--- WHAT THE EXERCISE ASKS ---
The entire listing is to be repeated verbatim.

━━ TASK INPUT ━━

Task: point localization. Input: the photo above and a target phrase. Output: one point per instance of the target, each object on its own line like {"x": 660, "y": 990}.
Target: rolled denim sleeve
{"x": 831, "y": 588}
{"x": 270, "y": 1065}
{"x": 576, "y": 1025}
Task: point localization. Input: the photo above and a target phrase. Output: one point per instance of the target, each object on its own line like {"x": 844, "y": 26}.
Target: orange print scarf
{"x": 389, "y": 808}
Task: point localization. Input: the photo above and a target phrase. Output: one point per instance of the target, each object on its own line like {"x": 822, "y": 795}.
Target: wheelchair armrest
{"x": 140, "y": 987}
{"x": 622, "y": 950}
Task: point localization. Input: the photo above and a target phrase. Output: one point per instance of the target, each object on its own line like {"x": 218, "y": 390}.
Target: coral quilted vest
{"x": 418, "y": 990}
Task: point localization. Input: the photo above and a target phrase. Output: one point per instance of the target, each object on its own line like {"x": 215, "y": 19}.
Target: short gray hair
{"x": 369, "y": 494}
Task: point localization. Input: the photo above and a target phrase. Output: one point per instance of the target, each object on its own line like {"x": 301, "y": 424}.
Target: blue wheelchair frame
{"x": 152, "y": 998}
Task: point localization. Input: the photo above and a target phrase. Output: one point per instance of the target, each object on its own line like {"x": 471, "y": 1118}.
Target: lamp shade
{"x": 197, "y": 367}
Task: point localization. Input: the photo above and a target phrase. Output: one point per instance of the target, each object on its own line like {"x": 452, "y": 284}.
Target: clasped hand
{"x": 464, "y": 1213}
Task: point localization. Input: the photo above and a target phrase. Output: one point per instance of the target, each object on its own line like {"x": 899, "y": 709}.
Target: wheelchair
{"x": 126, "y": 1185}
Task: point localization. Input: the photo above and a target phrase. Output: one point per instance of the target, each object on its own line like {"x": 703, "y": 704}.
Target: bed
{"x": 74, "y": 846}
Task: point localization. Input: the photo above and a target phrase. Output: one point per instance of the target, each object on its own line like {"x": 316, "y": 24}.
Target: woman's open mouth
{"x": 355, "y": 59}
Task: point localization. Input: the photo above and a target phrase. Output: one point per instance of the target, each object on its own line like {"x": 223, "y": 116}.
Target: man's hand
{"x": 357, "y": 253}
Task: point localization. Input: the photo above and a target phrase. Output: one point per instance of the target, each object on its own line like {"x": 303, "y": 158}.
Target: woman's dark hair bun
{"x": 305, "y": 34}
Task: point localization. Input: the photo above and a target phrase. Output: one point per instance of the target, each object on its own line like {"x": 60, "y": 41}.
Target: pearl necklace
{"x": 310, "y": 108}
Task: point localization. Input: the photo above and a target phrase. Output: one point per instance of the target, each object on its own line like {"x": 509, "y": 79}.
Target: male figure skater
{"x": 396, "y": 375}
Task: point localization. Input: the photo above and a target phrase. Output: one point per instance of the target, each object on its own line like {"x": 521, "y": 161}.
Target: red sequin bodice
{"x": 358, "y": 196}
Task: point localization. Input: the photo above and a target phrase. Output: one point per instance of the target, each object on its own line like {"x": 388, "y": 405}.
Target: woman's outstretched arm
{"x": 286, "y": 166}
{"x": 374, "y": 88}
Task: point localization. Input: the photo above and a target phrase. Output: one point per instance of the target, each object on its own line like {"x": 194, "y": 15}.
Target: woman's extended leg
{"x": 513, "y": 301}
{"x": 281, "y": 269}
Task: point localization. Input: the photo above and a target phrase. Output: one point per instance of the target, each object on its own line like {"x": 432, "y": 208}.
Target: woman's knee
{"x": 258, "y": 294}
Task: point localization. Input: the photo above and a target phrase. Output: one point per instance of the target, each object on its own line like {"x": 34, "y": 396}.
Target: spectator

━━━

--- RESPONSE FOR THIS EXERCISE ---
Task: point localization. Input: the photo above and a target phrase. Output: one point per instance of the target, each object on its own line like {"x": 660, "y": 990}.
Target: rolled denim sleeve
{"x": 831, "y": 588}
{"x": 270, "y": 1065}
{"x": 576, "y": 1025}
Task: point localization. Input: the photo above and a target phrase. Output: one point per instance of the target, each object on its own line like {"x": 844, "y": 26}.
Target: orange print scarf
{"x": 389, "y": 808}
Task: point localization. Input: the photo above and a target phrase. Output: one point per instance of the target, each object on its own line like {"x": 822, "y": 795}.
Target: wheelchair armrest
{"x": 140, "y": 987}
{"x": 622, "y": 950}
Task: point localization. Input: the photo above and a target phrase. Output: one point per instance of the target, each object on its own line like {"x": 218, "y": 390}.
Target: coral quilted vest
{"x": 418, "y": 990}
Task: point localization. Input: the photo above and a target phrase. Output: one point per instance of the target, each object on its own line like {"x": 215, "y": 19}.
Target: short gray hair
{"x": 369, "y": 494}
Task: point localization. Input: the photo above and a target phrase. Output: one point per instance of the target, each object on its own line like {"x": 301, "y": 424}.
Target: blue wheelchair frame
{"x": 152, "y": 998}
Task: point localization. Input: the photo above and a target phrase. Output: one point per instance of the target, each object on its own line like {"x": 471, "y": 1118}.
Target: lamp shade
{"x": 197, "y": 367}
Task: point localization. Input: the photo above and a target phrase. Output: one point per instance of the target, each object on its own line like {"x": 452, "y": 284}.
Target: clasped hand
{"x": 464, "y": 1213}
Task: point localization. Input: the photo above and a target phrase. Output: one point per instance of the target, each object on its own line like {"x": 899, "y": 709}.
Target: wheelchair
{"x": 126, "y": 1185}
Task: point localization. Input: the photo above and a target phrase. Output: one point per instance of the target, each object on its own line like {"x": 703, "y": 704}.
Target: bed
{"x": 74, "y": 846}
Task: point localization. Input: the photo above and a target phrase. Output: one point per instance of the target, each object on its own line like {"x": 316, "y": 24}.
Target: woman's open mouth
{"x": 355, "y": 59}
Task: point localization. Input: the photo above and a target phrase. Output: one point per instance of the target, each object on its own line like {"x": 223, "y": 116}.
Target: man's hand
{"x": 357, "y": 253}
Task: point localization. Input: the photo above and a target phrase. Output: one point per instance of the target, each object on its own line like {"x": 303, "y": 158}.
Target: woman's dark hair bun
{"x": 305, "y": 34}
Task: point localization. Input: the photo above and a target phrase. Output: one point per instance of the target, each object on its own line like {"x": 60, "y": 41}.
Target: pearl necklace
{"x": 310, "y": 108}
Task: point localization. Input: the photo above and a target phrase. Output: one point per instance of the target, each object on its own line like {"x": 509, "y": 79}.
Target: male figure skater
{"x": 396, "y": 375}
Task: point localization. Input: the photo above and a target phrase. Output: one point per instance of the target, each object on its own line like {"x": 521, "y": 161}.
Target: red sequin bodice
{"x": 358, "y": 196}
Task: point localization. Input: the photo above and a target phrase. Output: one point per instance of the target, each object on its own line like {"x": 388, "y": 405}.
Target: woman's outstretched arm
{"x": 286, "y": 166}
{"x": 374, "y": 88}
Task: point localization. Input: the photo above and a target phrase. Output: one point per instance of the target, each object on its own line like {"x": 194, "y": 15}.
Target: woman's extended leg
{"x": 513, "y": 301}
{"x": 281, "y": 269}
Task: point localization. Input: the photo above and a target phrase. Output: one point per instance of the target, each object on its own line like {"x": 432, "y": 208}.
Target: woman's knee
{"x": 258, "y": 294}
Task: point localization. Input: the photo above and a target phrase. Output: one point per instance of the target, each object on its own line like {"x": 34, "y": 396}.
Target: spectator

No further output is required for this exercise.